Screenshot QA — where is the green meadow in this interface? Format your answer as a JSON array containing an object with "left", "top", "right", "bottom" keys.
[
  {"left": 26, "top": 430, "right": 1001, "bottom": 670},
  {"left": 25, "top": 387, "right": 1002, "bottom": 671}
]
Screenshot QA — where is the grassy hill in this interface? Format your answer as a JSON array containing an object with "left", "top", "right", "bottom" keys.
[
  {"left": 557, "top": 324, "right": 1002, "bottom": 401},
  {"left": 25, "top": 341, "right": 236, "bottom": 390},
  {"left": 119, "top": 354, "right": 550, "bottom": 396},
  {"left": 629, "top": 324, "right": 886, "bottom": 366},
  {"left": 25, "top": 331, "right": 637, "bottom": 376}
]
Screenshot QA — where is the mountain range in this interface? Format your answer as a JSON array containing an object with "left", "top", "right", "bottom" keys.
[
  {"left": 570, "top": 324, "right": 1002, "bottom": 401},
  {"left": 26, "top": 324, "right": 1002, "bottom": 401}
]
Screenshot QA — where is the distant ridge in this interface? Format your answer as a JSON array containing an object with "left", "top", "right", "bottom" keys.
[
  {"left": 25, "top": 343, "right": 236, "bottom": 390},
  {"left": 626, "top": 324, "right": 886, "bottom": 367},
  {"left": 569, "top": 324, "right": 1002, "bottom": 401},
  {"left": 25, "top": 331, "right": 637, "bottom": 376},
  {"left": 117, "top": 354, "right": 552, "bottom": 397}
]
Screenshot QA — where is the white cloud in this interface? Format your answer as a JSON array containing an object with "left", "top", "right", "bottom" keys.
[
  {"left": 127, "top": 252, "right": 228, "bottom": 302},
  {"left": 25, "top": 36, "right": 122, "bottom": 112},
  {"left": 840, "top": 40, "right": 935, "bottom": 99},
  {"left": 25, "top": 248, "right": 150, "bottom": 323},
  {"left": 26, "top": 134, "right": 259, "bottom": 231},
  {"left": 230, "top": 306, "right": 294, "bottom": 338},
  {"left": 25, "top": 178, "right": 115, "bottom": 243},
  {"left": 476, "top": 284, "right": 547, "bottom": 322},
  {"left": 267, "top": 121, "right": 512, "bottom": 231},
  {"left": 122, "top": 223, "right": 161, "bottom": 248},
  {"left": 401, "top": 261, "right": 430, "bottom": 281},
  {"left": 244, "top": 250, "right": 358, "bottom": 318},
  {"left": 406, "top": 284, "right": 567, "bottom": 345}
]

◇ ◇ ◇ ◇

BRIEF | Show each line of the data above that contains the word "where".

ANSWER TO THE TASK |
Screenshot QA — where is the green meadow in this interface? Format your answer as a JSON array containing an object with "left", "top", "right", "bottom" keys.
Screenshot QA — where is the grassy hill in this interface? Format your answer as a JSON array containing an object with "left", "top", "right", "bottom" keys.
Screenshot QA — where is the mountain range in this interface? Format your answer as a JSON array containing an object with "left", "top", "right", "bottom" keys.
Screenshot QA — where is the distant ridge in this interface? Format your answer as a JSON array containing an object with "left", "top", "right", "bottom" keys.
Screenshot QA — where is the white cloud in this interface? Format your answer as a JSON array containing an object with "left", "top", "right", "bottom" keys.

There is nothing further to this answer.